A few items

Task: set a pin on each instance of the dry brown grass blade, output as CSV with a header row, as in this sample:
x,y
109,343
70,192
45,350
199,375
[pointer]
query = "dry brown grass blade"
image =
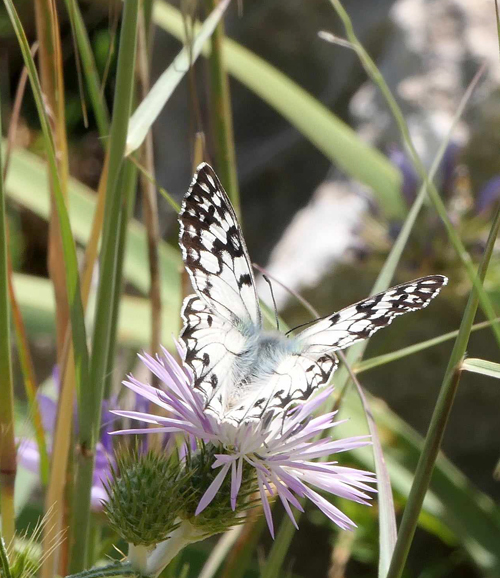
x,y
62,435
51,77
150,212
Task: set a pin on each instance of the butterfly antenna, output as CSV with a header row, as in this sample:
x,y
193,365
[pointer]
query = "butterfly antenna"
x,y
268,281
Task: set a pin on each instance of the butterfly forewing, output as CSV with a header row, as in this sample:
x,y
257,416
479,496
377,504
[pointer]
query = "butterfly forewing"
x,y
363,319
243,372
214,251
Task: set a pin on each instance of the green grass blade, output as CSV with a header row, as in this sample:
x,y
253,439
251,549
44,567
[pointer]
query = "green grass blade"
x,y
384,278
471,516
149,109
128,185
89,68
482,366
69,250
8,454
4,559
27,185
90,397
439,418
411,349
36,300
222,116
387,513
433,193
322,128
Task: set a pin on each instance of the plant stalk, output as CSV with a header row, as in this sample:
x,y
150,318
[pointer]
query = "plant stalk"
x,y
8,461
90,398
222,117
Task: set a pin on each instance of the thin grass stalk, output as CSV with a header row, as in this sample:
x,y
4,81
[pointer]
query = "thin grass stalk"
x,y
89,68
222,116
150,203
23,349
373,72
439,418
8,454
128,185
69,251
63,433
379,360
91,397
4,559
51,78
29,378
15,113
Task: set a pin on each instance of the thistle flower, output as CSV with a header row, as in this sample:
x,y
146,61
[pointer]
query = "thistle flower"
x,y
278,451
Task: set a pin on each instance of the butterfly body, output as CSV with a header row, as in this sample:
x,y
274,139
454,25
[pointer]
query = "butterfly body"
x,y
242,371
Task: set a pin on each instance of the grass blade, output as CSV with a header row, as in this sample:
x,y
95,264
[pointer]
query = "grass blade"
x,y
222,116
69,251
89,68
26,184
8,454
482,366
90,398
386,510
323,129
149,109
433,193
411,349
439,419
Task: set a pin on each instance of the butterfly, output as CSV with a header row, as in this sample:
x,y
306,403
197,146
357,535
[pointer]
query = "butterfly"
x,y
243,371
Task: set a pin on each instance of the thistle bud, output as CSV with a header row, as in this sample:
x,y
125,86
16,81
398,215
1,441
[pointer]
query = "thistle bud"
x,y
222,513
145,493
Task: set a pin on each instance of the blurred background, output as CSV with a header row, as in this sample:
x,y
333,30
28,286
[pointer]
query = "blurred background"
x,y
313,226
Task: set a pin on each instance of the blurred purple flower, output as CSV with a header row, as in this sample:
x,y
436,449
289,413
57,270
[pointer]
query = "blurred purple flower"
x,y
410,178
29,456
280,449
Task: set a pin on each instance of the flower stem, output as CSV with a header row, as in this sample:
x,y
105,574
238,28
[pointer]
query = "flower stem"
x,y
222,117
166,551
8,462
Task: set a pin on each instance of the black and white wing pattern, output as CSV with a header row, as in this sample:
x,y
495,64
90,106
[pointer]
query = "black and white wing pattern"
x,y
225,309
214,251
363,319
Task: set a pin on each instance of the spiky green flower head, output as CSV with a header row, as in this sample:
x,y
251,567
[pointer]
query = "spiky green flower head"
x,y
145,495
219,515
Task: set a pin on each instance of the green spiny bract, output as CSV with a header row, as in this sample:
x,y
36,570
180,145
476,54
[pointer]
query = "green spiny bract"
x,y
217,516
144,496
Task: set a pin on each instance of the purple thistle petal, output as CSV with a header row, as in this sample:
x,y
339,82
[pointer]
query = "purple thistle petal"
x,y
209,495
265,505
236,476
330,510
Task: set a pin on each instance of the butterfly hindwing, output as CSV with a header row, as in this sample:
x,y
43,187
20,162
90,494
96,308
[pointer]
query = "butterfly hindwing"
x,y
363,319
214,251
212,344
295,379
243,372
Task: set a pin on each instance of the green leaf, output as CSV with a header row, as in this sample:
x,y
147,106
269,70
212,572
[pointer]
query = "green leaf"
x,y
482,366
27,185
149,109
336,140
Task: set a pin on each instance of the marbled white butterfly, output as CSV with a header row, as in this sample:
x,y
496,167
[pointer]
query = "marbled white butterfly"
x,y
243,371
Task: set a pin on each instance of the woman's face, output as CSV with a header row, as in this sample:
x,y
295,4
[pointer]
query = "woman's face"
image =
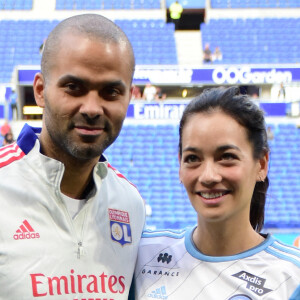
x,y
217,167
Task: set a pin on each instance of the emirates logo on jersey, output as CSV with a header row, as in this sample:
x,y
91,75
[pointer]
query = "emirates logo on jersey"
x,y
254,283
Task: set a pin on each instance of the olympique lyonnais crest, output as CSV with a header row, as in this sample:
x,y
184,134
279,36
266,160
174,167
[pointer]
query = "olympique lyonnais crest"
x,y
120,226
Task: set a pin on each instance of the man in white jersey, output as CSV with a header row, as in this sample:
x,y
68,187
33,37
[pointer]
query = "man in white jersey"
x,y
70,223
223,156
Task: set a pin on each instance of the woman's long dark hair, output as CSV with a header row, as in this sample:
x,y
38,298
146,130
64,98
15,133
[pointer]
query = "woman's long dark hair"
x,y
250,116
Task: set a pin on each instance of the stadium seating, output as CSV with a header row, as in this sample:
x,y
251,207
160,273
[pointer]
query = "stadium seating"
x,y
153,42
15,4
254,41
106,4
150,162
255,3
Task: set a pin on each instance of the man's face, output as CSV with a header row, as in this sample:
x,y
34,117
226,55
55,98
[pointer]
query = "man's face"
x,y
85,97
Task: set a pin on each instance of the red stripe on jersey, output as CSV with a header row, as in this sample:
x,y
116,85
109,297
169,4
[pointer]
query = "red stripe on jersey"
x,y
10,153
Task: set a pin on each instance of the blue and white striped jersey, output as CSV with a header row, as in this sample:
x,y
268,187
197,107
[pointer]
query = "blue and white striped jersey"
x,y
169,266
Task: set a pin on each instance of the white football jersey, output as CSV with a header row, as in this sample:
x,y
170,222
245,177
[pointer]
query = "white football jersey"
x,y
169,266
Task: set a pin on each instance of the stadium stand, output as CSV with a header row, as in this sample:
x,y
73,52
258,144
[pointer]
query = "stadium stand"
x,y
20,42
150,162
15,4
255,3
254,41
106,4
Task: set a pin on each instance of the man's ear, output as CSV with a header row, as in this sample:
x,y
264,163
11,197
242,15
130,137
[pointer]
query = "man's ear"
x,y
38,89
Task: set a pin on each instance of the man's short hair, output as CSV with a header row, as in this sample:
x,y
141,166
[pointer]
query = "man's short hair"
x,y
93,26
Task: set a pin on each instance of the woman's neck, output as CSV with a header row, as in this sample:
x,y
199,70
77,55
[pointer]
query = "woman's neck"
x,y
215,240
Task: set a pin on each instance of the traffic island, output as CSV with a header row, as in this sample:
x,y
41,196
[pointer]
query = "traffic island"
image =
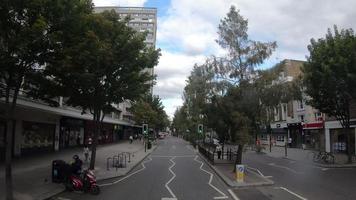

__Directions for this task__: Rewrite everything from the line containing "woman's neck, output" through the end of the items as a Markdown table with the columns No. and Text, giving each line its own numbered row. Skip blank lines and leave the pictures out.

__The result__:
| No. | Text |
|---|---|
| 1 | Task: set a pin on each instance of the woman's neck, output as CSV with a header row, as in this sample: |
| 2 | x,y |
| 3 | 199,70 |
| 4 | 77,55 |
| 5 | [pointer] |
| 6 | query = "woman's neck" |
| 7 | x,y |
| 8 | 215,240 |
| 9 | Task: set a pin on each instance of the traffic island, output as CSV with a header row, as in this sample: |
| 10 | x,y |
| 11 | 41,196 |
| 12 | [pointer] |
| 13 | query = "traffic island" |
| 14 | image = |